The page on Kilts faculty fellow research talks appears below. List each past Kilts Visiting Faculty Fellow it names and the business school where each one teaches.

_Passage to read_:
-- -- --

Kilts Faculty Fellow Research Talks
Each academic year, the Kilts Center hosts several visiting faculty fellows from fields such as behavioral science, marketing economics, and cognitive psychology. These visitors bring expertise that complements the research environment at Booth.
Visiting faculty fellow research talks feature these visitors and their academic work.
FY2025-26 Kilts Visiting Faculty Fellows - Coming Soon
Past Kilts Visiting Faculty Fellows
Paul Ellickson, Michael and Diane Jones Professor of Business Administration at the University of Rochester’s Simon Business School. His research focuses on quantitative marketing and empirical industrial organization.
Hortense Fong, assistant professor in the Marketing Division at Columbia Business School. She uses machine learning, econometric, and experimental methods to study how emotions influence consumer behavior. Her broader research interests include topics at the intersection of marketing and society, such as fairness.
Andrey Fradkin, assistant professor of marketing at the Boston University Questrom School of Business and an affiliate of the Boston University Department of Economics. He is an economist who studies digitization and search and matching markets.

-- -- --

_Listed records_:
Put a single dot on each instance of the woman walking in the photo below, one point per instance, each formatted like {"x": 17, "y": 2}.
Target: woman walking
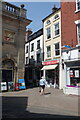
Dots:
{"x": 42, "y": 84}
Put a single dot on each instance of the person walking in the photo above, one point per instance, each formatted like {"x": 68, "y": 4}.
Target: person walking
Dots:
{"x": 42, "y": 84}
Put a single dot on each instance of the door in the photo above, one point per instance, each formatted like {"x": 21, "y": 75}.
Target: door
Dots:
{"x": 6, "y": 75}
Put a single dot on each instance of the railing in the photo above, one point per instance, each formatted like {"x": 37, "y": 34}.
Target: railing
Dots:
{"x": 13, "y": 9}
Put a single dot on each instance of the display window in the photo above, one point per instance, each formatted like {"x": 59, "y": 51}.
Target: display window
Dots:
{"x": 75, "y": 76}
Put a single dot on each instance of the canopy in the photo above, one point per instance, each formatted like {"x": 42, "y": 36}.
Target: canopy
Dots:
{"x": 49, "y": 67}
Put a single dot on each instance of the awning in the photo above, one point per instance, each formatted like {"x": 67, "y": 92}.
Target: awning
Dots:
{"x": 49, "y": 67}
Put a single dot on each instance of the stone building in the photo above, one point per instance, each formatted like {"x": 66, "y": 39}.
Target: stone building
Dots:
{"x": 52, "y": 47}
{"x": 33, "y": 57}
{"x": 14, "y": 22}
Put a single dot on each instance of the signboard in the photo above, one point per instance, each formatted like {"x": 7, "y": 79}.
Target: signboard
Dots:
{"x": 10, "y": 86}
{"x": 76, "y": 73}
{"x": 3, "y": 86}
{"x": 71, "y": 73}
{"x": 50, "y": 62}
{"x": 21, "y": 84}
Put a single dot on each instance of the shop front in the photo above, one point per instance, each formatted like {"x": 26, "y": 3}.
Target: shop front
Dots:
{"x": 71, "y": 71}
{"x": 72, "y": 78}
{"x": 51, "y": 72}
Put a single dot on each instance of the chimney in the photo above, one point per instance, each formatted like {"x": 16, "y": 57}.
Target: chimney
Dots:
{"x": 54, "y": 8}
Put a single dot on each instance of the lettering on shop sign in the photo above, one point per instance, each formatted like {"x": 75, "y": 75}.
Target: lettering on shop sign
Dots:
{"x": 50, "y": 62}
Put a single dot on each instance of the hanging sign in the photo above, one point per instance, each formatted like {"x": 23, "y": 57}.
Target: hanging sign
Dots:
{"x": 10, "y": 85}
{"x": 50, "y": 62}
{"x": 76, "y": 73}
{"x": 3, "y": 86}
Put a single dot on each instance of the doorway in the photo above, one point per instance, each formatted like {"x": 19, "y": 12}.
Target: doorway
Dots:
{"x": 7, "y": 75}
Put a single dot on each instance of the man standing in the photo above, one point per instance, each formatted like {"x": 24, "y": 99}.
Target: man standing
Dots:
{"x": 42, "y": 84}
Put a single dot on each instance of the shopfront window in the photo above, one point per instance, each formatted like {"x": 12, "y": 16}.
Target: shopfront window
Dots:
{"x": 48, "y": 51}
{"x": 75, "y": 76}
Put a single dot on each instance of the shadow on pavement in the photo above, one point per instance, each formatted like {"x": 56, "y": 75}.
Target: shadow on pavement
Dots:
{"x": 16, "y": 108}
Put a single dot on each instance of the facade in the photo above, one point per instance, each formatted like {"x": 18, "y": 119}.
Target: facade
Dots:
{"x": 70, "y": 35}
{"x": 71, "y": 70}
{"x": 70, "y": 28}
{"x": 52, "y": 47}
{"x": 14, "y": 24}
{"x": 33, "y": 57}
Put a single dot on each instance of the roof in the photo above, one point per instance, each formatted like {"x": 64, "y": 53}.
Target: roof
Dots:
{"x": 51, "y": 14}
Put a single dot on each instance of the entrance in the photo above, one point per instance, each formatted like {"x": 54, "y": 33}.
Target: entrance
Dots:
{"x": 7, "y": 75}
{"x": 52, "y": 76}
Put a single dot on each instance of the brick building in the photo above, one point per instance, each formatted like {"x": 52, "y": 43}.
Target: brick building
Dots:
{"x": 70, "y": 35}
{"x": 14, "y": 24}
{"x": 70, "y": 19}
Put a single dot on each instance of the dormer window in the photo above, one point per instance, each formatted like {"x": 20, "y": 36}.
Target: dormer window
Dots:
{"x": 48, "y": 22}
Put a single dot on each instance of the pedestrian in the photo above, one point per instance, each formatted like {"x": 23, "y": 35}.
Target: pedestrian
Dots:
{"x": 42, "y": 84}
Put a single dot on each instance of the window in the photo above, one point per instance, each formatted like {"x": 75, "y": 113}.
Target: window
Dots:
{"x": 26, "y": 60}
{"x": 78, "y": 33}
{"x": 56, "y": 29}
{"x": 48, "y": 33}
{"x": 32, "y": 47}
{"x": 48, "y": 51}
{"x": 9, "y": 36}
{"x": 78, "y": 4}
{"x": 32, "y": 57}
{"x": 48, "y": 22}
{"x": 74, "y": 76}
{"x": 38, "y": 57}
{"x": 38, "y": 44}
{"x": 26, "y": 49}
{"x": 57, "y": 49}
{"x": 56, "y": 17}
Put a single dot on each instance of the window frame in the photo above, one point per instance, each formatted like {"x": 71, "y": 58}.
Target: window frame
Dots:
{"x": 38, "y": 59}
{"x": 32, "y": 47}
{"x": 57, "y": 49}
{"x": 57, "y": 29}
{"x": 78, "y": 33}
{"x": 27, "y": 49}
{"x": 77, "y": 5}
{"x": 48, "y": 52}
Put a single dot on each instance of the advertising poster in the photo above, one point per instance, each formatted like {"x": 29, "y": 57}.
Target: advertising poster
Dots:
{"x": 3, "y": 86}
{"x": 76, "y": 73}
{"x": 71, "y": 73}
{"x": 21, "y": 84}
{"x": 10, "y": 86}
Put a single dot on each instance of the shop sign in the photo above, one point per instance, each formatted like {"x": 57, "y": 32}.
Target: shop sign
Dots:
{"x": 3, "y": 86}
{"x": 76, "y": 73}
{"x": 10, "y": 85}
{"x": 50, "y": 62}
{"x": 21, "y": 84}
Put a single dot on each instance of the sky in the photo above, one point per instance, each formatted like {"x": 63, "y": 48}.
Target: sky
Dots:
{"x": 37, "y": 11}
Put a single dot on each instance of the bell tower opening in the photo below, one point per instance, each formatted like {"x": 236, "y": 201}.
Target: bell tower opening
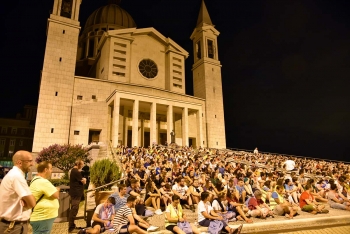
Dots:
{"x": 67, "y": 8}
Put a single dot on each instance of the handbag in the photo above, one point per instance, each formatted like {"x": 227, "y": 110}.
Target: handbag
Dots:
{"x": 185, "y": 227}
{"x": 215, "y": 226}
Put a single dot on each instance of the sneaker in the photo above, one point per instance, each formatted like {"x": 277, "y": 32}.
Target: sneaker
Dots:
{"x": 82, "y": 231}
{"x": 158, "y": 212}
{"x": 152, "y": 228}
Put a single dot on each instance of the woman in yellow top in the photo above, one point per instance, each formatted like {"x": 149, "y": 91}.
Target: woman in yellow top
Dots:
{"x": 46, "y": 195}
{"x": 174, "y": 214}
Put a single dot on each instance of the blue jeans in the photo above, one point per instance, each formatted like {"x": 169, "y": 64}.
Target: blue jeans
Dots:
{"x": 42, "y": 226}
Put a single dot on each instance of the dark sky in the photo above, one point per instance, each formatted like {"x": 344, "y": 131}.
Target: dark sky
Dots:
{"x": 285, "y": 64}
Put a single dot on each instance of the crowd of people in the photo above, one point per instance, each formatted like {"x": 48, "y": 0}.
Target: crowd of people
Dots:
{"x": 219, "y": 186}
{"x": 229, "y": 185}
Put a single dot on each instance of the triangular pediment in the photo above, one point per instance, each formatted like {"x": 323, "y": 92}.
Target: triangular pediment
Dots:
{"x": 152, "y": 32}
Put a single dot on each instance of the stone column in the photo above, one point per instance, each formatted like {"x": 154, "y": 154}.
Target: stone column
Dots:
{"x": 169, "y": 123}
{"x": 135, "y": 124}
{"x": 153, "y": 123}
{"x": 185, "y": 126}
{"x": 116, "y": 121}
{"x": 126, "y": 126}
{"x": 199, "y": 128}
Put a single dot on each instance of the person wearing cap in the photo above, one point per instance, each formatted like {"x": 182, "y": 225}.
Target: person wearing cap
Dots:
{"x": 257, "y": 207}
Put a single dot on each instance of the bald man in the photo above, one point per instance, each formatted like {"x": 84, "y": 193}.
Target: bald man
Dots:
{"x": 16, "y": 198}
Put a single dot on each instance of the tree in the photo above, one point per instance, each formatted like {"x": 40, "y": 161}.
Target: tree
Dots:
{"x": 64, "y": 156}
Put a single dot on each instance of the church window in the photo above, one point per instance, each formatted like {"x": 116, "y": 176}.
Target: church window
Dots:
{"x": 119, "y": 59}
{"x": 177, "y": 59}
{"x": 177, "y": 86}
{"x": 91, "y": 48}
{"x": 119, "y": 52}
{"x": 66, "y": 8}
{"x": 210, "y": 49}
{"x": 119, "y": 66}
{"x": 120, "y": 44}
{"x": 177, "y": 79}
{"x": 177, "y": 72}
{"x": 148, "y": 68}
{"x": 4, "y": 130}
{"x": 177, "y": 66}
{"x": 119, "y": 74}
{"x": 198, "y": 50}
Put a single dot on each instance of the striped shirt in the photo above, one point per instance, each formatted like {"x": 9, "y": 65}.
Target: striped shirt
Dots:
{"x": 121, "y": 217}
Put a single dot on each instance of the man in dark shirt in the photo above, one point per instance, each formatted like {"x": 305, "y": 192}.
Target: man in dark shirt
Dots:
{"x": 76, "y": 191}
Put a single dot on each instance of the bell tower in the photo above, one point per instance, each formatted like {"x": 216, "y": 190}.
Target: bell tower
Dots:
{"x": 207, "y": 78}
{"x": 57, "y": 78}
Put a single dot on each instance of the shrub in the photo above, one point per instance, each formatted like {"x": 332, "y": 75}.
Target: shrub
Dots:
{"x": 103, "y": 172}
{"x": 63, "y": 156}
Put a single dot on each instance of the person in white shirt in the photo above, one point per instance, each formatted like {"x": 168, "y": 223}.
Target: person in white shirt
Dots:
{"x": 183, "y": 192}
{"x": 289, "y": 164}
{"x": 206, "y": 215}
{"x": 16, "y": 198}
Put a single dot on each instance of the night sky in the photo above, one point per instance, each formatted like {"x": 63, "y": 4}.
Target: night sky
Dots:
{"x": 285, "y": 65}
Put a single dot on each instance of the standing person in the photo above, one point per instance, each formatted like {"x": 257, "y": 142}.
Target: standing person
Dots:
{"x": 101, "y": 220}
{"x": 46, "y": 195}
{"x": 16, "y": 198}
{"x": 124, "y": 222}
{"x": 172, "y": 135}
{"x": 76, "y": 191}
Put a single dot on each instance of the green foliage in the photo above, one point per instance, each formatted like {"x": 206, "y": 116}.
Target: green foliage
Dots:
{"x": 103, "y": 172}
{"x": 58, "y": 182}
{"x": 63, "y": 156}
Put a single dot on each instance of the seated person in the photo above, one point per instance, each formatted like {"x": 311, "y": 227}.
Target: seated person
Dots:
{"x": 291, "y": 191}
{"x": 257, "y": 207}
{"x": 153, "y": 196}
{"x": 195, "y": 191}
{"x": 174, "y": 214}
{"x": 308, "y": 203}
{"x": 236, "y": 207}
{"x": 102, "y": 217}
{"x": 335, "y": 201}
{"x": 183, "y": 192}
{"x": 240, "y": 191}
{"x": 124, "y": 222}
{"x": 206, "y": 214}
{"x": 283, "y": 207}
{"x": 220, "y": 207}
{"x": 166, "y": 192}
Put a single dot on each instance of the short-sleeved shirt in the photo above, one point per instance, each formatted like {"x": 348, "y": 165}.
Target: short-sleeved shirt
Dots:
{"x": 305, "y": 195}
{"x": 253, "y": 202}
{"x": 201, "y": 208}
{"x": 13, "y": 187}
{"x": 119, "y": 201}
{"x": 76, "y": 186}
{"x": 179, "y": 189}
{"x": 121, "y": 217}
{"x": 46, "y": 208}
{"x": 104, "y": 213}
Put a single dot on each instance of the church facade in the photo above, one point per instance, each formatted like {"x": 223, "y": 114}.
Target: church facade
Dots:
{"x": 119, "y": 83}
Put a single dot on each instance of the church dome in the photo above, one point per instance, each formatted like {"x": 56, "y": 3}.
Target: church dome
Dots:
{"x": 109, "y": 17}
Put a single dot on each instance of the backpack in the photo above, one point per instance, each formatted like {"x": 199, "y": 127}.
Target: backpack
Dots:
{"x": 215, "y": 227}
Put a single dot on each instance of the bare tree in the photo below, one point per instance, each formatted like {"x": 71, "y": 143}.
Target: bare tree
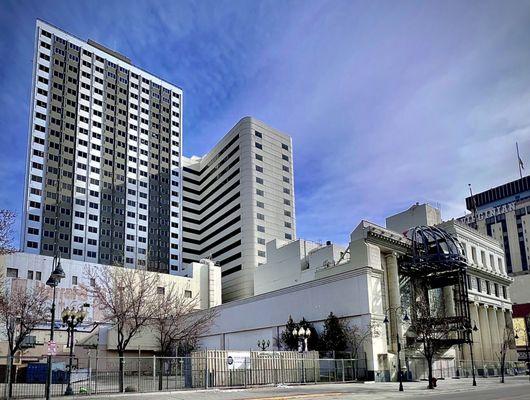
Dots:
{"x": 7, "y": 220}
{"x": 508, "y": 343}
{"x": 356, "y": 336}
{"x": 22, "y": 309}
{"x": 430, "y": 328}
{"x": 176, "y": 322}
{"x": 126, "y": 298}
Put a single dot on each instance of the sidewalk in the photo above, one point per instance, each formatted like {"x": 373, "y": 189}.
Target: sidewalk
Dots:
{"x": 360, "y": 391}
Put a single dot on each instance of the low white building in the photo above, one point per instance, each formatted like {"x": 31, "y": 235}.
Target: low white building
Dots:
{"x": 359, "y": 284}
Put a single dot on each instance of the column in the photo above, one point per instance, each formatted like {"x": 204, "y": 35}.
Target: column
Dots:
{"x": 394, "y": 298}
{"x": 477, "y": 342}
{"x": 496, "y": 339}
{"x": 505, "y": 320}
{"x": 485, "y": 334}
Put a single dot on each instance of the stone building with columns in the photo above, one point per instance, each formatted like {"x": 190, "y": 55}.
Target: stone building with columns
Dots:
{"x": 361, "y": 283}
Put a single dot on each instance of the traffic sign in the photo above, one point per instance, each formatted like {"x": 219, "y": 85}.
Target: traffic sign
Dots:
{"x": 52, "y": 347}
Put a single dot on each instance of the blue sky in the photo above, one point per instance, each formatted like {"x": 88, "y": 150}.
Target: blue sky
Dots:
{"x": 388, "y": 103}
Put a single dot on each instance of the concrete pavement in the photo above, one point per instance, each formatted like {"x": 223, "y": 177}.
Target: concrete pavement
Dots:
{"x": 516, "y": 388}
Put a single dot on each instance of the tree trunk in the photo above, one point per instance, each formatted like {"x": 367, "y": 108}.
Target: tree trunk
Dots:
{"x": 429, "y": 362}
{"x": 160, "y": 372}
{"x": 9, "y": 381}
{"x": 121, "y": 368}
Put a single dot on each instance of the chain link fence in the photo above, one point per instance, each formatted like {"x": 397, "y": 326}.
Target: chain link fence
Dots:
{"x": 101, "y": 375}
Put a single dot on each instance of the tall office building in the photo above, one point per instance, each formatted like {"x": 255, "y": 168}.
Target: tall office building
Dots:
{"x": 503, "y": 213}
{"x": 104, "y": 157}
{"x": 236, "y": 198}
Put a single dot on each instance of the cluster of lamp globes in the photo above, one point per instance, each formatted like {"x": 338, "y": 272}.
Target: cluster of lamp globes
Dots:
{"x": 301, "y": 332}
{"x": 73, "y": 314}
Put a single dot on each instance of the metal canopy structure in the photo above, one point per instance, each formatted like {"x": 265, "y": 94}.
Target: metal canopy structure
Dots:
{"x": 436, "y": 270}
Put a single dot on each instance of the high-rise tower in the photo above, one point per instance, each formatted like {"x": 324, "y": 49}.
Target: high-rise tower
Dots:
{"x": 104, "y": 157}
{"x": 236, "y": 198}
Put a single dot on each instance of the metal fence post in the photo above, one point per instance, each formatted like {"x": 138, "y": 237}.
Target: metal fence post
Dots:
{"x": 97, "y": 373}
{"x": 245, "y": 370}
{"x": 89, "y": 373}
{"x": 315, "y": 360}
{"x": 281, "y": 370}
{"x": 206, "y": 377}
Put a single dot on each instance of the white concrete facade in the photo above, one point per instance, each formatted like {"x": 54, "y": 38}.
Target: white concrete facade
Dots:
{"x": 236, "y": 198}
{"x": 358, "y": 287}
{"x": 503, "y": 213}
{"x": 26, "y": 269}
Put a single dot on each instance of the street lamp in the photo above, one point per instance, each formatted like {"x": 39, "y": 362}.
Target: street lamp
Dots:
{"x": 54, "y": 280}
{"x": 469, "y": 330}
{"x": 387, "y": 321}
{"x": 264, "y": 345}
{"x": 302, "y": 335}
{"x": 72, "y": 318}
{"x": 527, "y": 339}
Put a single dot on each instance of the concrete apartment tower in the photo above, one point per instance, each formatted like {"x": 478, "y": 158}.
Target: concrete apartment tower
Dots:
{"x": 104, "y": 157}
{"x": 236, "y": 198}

-- -- --

_Response_:
- Paul Ellickson: University of Rochester's Simon Business School
- Hortense Fong: Columbia Business School
- Andrey Fradkin: Boston University Questrom School of Business